Among the records below, find the line that has "Target: sandy ground"; from there, give the lines again exactly, and stop after the line that has "Target: stone dome".

___ Exercise data

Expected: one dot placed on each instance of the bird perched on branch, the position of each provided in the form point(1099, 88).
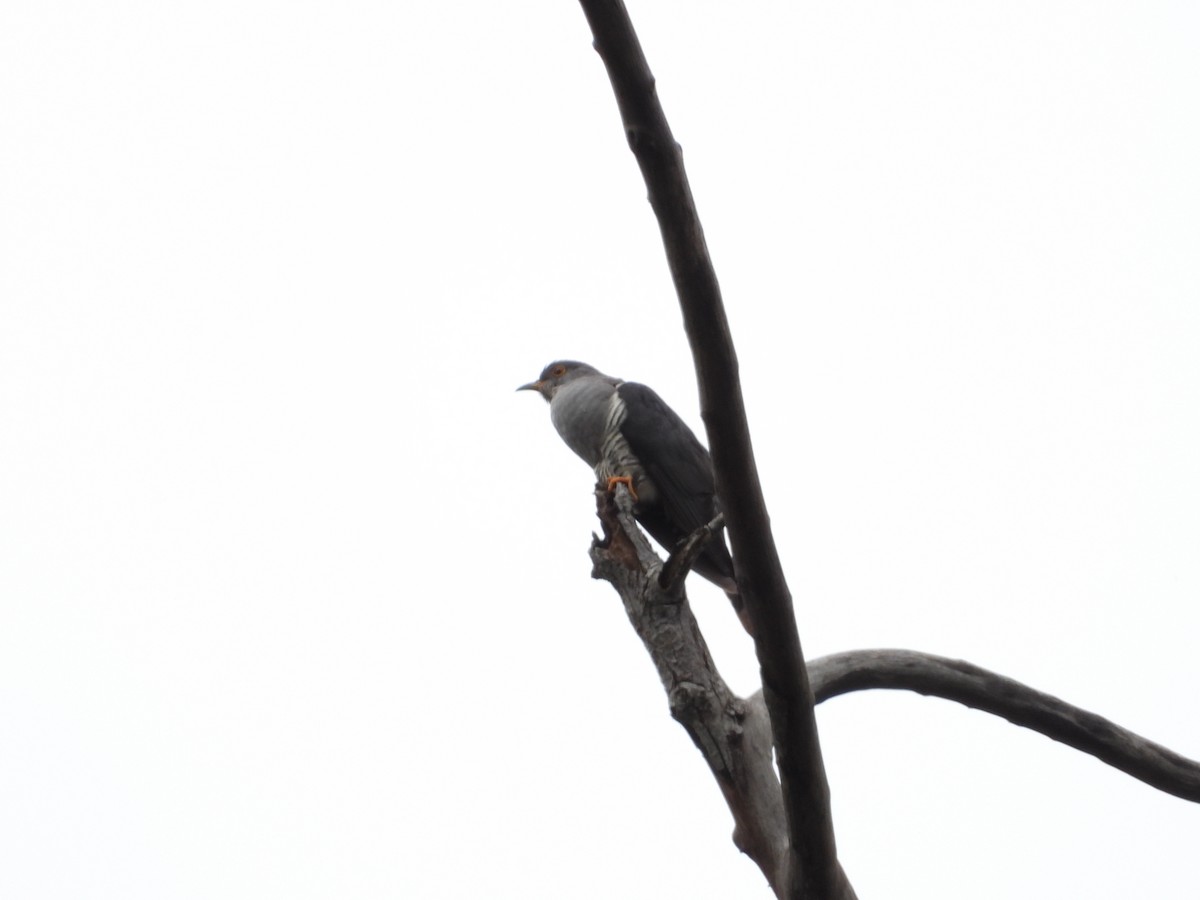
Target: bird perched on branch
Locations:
point(625, 432)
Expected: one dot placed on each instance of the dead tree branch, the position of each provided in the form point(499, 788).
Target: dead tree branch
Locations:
point(813, 870)
point(732, 735)
point(979, 689)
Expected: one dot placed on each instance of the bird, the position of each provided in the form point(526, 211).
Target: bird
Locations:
point(627, 432)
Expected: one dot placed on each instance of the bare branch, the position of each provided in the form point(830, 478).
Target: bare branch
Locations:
point(732, 735)
point(813, 873)
point(683, 557)
point(979, 689)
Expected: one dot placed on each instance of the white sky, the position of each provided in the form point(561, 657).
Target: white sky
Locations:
point(294, 592)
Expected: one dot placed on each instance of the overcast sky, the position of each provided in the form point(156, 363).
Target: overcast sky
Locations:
point(294, 591)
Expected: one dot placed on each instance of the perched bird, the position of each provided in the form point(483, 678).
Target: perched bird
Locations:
point(627, 433)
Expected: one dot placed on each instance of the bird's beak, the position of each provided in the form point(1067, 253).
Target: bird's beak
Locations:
point(541, 387)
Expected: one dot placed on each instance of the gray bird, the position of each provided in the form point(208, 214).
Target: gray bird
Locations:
point(625, 431)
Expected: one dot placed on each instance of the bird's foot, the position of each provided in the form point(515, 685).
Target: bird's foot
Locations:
point(622, 480)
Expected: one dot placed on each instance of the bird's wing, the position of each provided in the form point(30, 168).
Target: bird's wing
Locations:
point(669, 451)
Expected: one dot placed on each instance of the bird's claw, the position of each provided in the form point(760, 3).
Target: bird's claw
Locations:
point(622, 480)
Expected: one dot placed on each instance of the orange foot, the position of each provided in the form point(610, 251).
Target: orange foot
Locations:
point(622, 480)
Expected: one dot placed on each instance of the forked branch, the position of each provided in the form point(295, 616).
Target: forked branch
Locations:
point(813, 871)
point(979, 689)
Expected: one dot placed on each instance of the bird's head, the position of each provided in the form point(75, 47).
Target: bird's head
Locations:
point(556, 375)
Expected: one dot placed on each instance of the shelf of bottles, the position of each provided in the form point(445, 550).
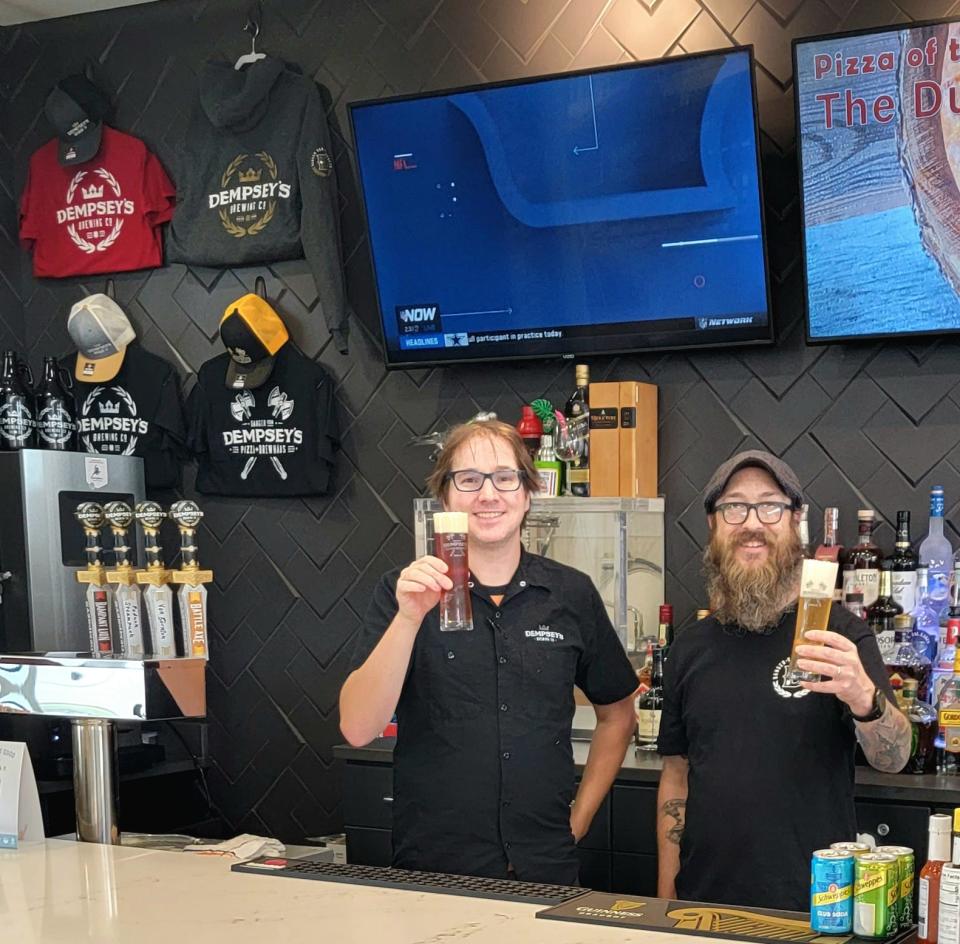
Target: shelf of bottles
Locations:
point(911, 600)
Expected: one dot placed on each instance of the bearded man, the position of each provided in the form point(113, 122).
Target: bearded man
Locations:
point(759, 773)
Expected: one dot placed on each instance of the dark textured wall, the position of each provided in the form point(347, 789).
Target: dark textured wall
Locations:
point(869, 423)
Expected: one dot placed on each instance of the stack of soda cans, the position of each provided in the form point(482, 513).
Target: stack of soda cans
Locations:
point(854, 888)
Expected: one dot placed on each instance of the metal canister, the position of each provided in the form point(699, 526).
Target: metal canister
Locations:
point(875, 890)
point(905, 864)
point(857, 848)
point(831, 891)
point(948, 917)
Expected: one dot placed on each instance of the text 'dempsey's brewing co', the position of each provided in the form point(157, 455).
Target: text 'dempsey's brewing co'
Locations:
point(905, 867)
point(831, 891)
point(875, 890)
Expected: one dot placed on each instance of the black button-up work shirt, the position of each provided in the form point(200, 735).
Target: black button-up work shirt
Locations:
point(483, 766)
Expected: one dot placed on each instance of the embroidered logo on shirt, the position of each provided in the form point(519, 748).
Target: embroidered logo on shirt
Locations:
point(246, 208)
point(543, 633)
point(780, 685)
point(96, 219)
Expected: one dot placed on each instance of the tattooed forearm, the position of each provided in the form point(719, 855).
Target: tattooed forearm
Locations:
point(675, 810)
point(886, 741)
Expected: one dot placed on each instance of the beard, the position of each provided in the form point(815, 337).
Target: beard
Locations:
point(752, 596)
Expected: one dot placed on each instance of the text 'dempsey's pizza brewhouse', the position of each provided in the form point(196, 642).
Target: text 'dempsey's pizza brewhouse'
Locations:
point(256, 180)
point(127, 399)
point(94, 198)
point(262, 416)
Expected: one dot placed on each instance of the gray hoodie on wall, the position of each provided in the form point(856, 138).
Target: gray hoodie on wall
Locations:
point(256, 183)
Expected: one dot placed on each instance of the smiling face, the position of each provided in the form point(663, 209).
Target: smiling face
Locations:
point(495, 517)
point(752, 542)
point(752, 569)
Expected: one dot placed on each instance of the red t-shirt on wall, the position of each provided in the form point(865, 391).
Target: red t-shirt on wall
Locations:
point(100, 216)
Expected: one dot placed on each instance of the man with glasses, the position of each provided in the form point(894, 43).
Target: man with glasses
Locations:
point(483, 770)
point(757, 772)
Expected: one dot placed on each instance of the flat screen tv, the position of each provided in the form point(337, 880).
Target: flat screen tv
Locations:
point(879, 143)
point(594, 212)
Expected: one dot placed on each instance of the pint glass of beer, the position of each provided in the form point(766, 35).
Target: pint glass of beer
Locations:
point(450, 545)
point(817, 580)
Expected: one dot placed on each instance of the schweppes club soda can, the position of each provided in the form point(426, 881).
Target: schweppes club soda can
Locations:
point(875, 889)
point(831, 891)
point(905, 865)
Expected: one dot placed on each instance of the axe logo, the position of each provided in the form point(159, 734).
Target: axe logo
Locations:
point(418, 319)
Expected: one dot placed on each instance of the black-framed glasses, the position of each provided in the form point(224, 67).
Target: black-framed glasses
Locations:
point(738, 512)
point(470, 480)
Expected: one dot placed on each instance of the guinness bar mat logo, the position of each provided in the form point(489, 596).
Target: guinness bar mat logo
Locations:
point(701, 919)
point(251, 190)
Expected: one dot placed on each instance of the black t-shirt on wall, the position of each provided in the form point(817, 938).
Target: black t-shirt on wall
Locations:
point(277, 440)
point(137, 413)
point(771, 766)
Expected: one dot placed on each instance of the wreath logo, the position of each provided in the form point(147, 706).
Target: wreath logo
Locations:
point(238, 219)
point(100, 245)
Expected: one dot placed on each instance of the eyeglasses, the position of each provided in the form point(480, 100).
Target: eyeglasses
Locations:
point(738, 512)
point(470, 480)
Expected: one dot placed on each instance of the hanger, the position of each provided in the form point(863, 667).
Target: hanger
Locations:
point(252, 27)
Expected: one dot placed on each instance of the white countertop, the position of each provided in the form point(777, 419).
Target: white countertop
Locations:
point(57, 891)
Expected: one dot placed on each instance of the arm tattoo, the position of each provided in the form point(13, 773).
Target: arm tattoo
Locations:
point(676, 810)
point(886, 741)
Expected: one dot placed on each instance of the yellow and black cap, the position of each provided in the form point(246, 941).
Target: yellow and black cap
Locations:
point(252, 332)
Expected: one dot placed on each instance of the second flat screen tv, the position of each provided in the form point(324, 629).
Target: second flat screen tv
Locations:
point(879, 139)
point(615, 210)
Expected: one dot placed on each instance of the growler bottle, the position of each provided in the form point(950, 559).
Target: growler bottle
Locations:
point(56, 416)
point(16, 405)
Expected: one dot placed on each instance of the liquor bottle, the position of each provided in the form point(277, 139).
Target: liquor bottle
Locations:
point(923, 729)
point(578, 472)
point(904, 560)
point(881, 612)
point(903, 662)
point(665, 630)
point(948, 710)
point(830, 550)
point(936, 555)
point(803, 529)
point(549, 467)
point(530, 429)
point(650, 705)
point(865, 557)
point(56, 416)
point(16, 406)
point(928, 885)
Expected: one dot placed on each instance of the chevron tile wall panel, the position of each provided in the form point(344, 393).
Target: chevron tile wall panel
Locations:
point(868, 424)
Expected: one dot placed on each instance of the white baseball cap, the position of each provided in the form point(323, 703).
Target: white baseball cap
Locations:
point(101, 331)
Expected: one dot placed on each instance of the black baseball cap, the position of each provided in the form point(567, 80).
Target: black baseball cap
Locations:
point(782, 474)
point(76, 109)
point(252, 332)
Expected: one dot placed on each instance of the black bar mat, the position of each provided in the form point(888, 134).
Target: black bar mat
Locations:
point(705, 920)
point(470, 886)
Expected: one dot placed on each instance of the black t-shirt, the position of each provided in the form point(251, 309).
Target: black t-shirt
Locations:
point(276, 440)
point(483, 767)
point(138, 413)
point(771, 766)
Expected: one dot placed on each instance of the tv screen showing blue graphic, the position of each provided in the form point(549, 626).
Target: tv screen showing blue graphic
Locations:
point(879, 140)
point(616, 210)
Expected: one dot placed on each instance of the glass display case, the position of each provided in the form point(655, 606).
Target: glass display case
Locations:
point(617, 541)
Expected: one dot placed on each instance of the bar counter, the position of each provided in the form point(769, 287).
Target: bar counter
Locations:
point(62, 892)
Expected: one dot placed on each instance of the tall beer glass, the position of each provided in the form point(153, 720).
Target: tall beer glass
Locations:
point(450, 545)
point(817, 580)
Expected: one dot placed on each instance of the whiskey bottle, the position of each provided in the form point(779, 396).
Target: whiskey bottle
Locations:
point(578, 471)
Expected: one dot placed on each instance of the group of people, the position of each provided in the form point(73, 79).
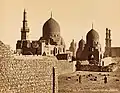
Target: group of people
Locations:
point(80, 79)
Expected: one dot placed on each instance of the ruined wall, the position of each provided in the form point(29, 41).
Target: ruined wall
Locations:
point(65, 66)
point(26, 74)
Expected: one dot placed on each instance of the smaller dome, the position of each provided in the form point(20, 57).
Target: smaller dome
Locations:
point(51, 28)
point(81, 43)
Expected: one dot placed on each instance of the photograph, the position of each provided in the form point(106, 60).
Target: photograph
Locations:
point(59, 46)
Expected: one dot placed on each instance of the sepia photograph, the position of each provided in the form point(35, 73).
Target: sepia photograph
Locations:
point(59, 46)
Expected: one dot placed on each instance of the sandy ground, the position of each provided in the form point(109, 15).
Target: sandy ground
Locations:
point(69, 83)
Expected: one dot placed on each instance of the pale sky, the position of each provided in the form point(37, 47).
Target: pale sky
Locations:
point(75, 18)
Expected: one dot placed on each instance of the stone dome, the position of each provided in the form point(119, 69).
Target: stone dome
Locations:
point(51, 29)
point(92, 37)
point(81, 43)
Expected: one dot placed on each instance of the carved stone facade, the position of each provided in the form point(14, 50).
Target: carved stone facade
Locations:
point(91, 50)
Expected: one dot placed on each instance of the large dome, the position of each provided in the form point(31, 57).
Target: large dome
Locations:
point(92, 37)
point(51, 28)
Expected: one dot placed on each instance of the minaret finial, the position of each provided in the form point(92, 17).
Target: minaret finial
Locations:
point(92, 25)
point(24, 9)
point(51, 14)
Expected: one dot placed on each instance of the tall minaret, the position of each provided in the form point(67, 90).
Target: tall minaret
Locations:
point(107, 37)
point(24, 29)
point(108, 43)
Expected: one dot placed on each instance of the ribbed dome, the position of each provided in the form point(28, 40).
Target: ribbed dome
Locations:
point(81, 43)
point(51, 28)
point(92, 37)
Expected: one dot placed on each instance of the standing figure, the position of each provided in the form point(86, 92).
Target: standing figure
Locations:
point(79, 78)
point(105, 79)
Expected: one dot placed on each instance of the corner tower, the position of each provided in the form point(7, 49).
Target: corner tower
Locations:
point(24, 29)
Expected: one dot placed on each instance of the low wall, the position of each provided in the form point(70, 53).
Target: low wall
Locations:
point(65, 67)
point(28, 75)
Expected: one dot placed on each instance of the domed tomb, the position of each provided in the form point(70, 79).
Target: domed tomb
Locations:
point(51, 29)
point(81, 43)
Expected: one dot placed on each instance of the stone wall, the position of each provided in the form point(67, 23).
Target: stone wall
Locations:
point(65, 67)
point(26, 74)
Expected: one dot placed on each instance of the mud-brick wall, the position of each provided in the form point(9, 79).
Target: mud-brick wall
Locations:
point(66, 67)
point(29, 75)
point(26, 74)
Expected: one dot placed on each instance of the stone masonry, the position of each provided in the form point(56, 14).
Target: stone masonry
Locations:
point(26, 74)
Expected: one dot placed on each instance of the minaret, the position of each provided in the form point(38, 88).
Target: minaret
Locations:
point(108, 43)
point(107, 37)
point(72, 48)
point(24, 29)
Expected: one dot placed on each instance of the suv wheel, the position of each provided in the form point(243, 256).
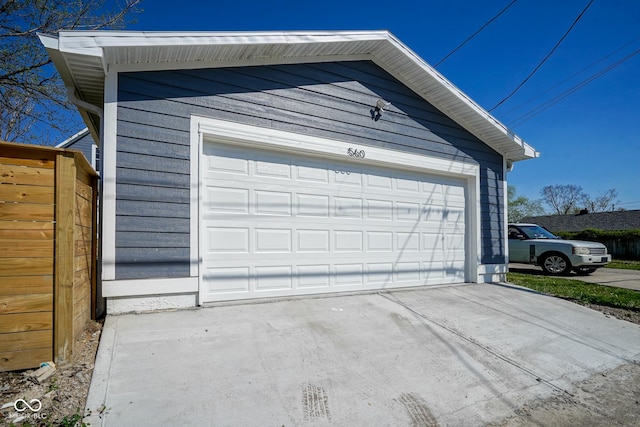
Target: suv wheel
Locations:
point(555, 264)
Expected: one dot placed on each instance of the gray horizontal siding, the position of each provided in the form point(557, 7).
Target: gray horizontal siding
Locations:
point(330, 100)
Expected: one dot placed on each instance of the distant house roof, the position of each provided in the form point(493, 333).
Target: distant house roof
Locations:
point(85, 58)
point(619, 220)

______

# Written answer
Target: sandy ground
Locations:
point(69, 83)
Expected: one dot placed on each instance of the pale sky, the position of each provided in the form point(37, 47).
Target: pale sky
Locations:
point(75, 18)
Expected: one dot placed on each instance of the stone dome, the position of each provided in the form point(119, 69).
Target: stone dome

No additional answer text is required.